Problems:
a - List every change that the trust account article says the amendments to the previous regime attempt to make.
b - Carry the trust account article forward from its final sentence.

The next phase of the new trust account regime under the Building Industry Fairness (Security of Payment) Act 2017 (Qld) (BIF Act) is here. So, what do you need to know for the next phase that was rolled out on 1 January 2022? Let’s explore this further below.
Amendments to the BIF Act trust account regime
For background, the Queensland construction industry introduced project accounts to protect contractors under the BIF Act back in 2018. Now, the BIF Act has been amended to attempt to provide a simplified trust account framework in replacement of the project bank account regime.[i] Though, the fact of the matter is that this new regime is very complex which makes compliance extremely difficult for all parties involved.
The amendments to the previous regime attempt to:
- reduce the number of trust accounts required by removing the disputed funds account i.e. it requires a head contractor to establish one project trust account rather than three trust accounts required under the project bank account regime;
- add protections for subcontractors by extending the application of the project trust accounts to a broader range of works and monetary values;
- implement statutory charges over retention amounts to make beneficiaries secured creditors in the event of bankruptcy;
- remove viewing access of trust accounts for principals, which will relieve principals from trust account oversight; and
- increase the regulatory functions and oversight of the Queensland Building and Construction Commission (QBCC), including audit powers over trust accounts.
How do you comply?
There are two types of trust accounts that may be required if you meet the eligibility requirements:
- one project trust account (PTA) per eligible project; and
- one retention trust account (RTA) per contractor (if applicable) to hold cash retentions across multiple projects and subcontracts.
Compliance by Principals
A principal must deposit amounts due and payable under a contract for which a PTA is required, into a PTA. The principal may do this as progress payments for works completed as opposed to being required to deposit the entire contract sum in one lump sum amount.

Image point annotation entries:
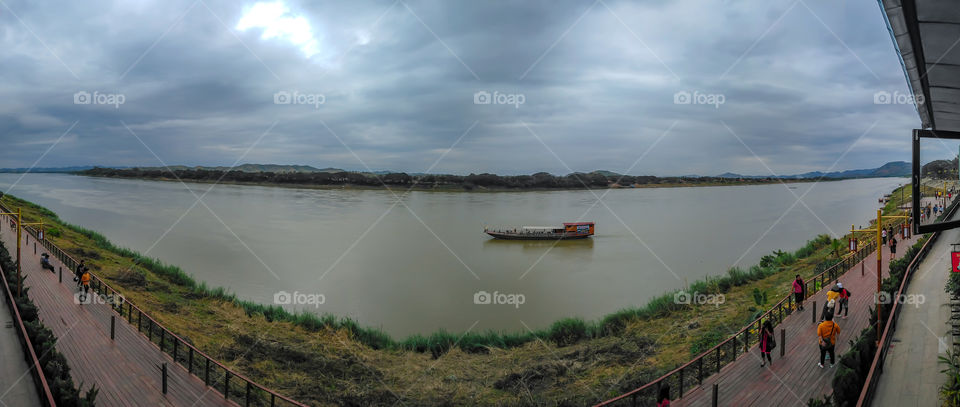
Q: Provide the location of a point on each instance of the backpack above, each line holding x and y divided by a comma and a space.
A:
826, 339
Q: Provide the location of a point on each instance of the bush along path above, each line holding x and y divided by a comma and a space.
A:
55, 368
120, 371
795, 378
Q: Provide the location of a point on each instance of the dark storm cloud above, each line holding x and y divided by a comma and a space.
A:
598, 82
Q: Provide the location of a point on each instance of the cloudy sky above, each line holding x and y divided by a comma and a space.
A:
649, 87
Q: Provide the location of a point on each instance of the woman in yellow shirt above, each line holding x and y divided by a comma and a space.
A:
827, 333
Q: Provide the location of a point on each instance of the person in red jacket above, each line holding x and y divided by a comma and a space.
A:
798, 288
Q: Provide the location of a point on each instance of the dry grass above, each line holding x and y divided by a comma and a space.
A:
330, 367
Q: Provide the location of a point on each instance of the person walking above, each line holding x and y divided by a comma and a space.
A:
828, 309
844, 302
79, 272
827, 336
893, 248
85, 280
767, 342
798, 288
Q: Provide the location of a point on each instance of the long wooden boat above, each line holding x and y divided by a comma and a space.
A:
569, 230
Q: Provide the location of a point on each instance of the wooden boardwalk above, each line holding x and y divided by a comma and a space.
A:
795, 378
126, 369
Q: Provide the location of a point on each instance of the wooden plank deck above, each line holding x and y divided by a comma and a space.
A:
795, 378
126, 370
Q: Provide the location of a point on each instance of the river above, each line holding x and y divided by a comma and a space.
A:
416, 266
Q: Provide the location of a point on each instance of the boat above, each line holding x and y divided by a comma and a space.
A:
569, 230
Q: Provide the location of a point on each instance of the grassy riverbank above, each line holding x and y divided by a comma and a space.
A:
333, 361
385, 182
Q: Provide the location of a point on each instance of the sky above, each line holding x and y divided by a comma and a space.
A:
509, 87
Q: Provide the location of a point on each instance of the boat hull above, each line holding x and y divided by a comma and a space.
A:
536, 236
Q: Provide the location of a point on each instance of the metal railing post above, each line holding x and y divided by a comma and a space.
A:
164, 373
783, 341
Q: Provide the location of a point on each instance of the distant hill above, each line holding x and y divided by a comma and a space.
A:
45, 170
890, 169
276, 168
941, 169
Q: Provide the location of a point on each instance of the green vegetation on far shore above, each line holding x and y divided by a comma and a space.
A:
433, 182
328, 360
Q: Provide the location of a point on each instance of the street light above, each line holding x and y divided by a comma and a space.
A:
19, 214
878, 230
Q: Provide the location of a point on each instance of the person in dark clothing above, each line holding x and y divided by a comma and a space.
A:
798, 288
767, 343
79, 272
844, 301
893, 248
45, 262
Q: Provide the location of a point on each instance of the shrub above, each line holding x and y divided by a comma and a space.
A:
569, 331
52, 363
950, 391
707, 340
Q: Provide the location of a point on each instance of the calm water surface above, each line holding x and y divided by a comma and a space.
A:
415, 267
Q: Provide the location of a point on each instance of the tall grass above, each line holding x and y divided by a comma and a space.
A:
562, 333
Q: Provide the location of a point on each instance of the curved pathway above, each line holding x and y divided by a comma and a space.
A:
126, 370
795, 378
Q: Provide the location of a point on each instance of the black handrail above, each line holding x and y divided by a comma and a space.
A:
215, 374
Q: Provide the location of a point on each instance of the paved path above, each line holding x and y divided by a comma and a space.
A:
795, 378
911, 376
16, 382
126, 369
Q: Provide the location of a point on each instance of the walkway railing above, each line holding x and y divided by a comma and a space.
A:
876, 367
230, 384
43, 389
692, 373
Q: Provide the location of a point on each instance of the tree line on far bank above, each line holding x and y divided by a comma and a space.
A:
539, 180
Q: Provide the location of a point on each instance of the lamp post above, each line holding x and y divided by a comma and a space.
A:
19, 214
878, 230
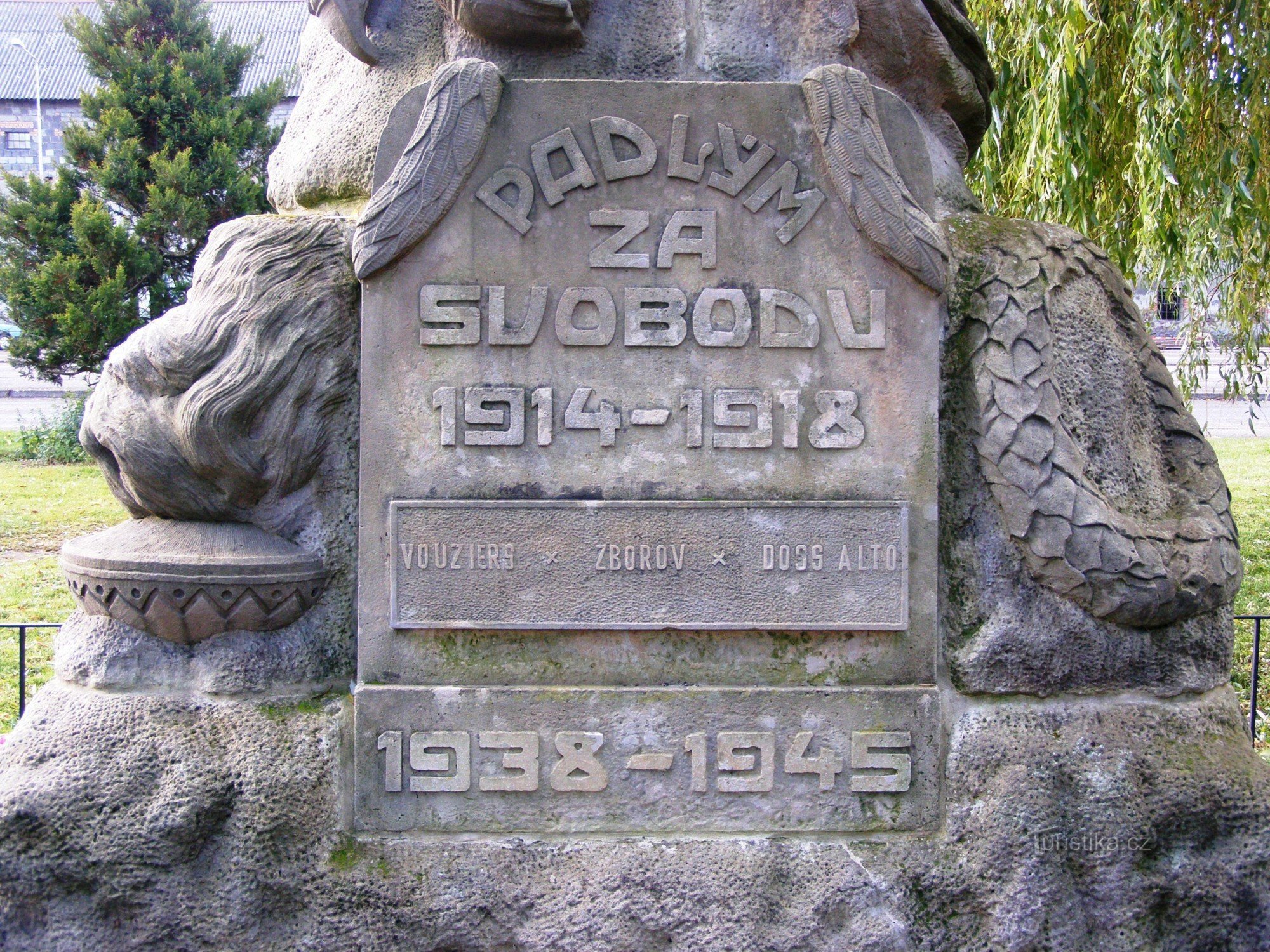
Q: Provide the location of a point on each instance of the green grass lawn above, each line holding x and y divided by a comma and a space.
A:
44, 506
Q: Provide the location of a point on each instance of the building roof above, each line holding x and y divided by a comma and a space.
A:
275, 25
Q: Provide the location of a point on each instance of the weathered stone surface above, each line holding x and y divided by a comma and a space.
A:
674, 331
1098, 522
203, 797
152, 821
190, 581
655, 761
224, 408
924, 50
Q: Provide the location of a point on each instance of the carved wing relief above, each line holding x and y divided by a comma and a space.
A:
438, 161
845, 117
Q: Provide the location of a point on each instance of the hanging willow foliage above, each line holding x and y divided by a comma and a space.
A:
1142, 125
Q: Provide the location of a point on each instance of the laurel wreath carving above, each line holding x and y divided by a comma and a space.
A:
446, 145
845, 116
1073, 539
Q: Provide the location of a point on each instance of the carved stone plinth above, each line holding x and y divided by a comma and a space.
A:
190, 581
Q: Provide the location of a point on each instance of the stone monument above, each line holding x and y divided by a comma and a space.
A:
632, 498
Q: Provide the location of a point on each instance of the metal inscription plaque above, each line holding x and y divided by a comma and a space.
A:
647, 760
463, 564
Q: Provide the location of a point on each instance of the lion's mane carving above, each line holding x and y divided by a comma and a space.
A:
223, 408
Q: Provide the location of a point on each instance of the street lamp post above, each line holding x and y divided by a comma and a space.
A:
40, 111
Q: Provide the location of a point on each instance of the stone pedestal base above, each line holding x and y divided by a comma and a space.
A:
1114, 824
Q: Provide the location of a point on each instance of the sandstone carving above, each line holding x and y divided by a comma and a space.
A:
346, 20
519, 487
1120, 565
190, 581
529, 22
926, 53
845, 115
438, 161
222, 409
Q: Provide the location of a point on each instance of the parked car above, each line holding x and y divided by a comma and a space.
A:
8, 332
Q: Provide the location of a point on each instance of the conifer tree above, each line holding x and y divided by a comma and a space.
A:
170, 150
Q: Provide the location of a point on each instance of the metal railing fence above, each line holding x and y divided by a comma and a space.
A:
1257, 668
22, 656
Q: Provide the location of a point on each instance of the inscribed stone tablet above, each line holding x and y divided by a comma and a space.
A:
665, 418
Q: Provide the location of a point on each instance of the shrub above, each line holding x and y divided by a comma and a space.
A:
55, 440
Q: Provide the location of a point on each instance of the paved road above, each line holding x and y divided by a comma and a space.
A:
25, 399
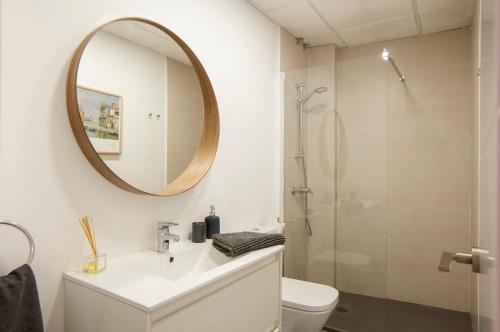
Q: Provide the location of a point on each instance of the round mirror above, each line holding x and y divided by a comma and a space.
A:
142, 108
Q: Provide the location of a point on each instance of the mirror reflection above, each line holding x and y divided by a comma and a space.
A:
140, 102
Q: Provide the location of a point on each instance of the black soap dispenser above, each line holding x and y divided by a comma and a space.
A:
213, 223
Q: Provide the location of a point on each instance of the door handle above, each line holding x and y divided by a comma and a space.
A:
477, 258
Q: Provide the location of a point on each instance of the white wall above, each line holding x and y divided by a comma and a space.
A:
47, 184
118, 66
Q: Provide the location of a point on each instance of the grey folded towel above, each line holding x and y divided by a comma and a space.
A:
235, 244
19, 302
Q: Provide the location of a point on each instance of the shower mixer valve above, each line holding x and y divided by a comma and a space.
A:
301, 190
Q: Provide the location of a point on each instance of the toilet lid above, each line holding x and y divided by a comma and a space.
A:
308, 296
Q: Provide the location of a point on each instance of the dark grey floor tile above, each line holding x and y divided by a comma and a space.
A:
359, 313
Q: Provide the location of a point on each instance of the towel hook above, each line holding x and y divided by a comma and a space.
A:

Answers for the exercise:
a -
- Reduce the number of trust accounts required by removing the disputed funds account, so that a head contractor establishes one project trust account rather than the three required under the project bank account regime.
- Add protections for subcontractors by extending the application of the project trust accounts to a broader range of works and monetary values.
- Implement statutory charges over retention amounts to make beneficiaries secured creditors in the event of bankruptcy.
- Remove viewing access of trust accounts for principals, which will relieve principals from trust account oversight.
- Increase the regulatory functions and oversight of the Queensland Building and Construction Commission (QBCC), including audit powers over trust accounts.

b -
An RTA is required by a principal if a PTA exists and the principal is withholding cash retentions from progress payments of a head contractor. A principal is both the trustee and beneficiary of the RTA.
Within 5 business days of opening the RTA, the principal must notify the QBCC. The principal then must notify the head contractor before any amounts are withheld from a progress payment. Any retention amount must be deposited immediately to the RTA from the PTA.
A principal must use its own funds if there are insufficient funds in the PTA.
Compliance by Head Contractors
A head contractor must open a PTA at an approved financial institution within 20 business days after it enters the first subcontract. Subcontractors must each be given written notice by the head contractor about the use of a PTA.
Within 5 business days of opening the PTA, the head contractor must give written notice to the principal and the QBCC that the PTA has been established. The PTA details will subsequently be published on the QBCC’s website.
The head contractor must open an RTA when they are a party to a PTA and they are withholding cash retentions from subcontractors. A head contractor is a beneficiary of the RTA.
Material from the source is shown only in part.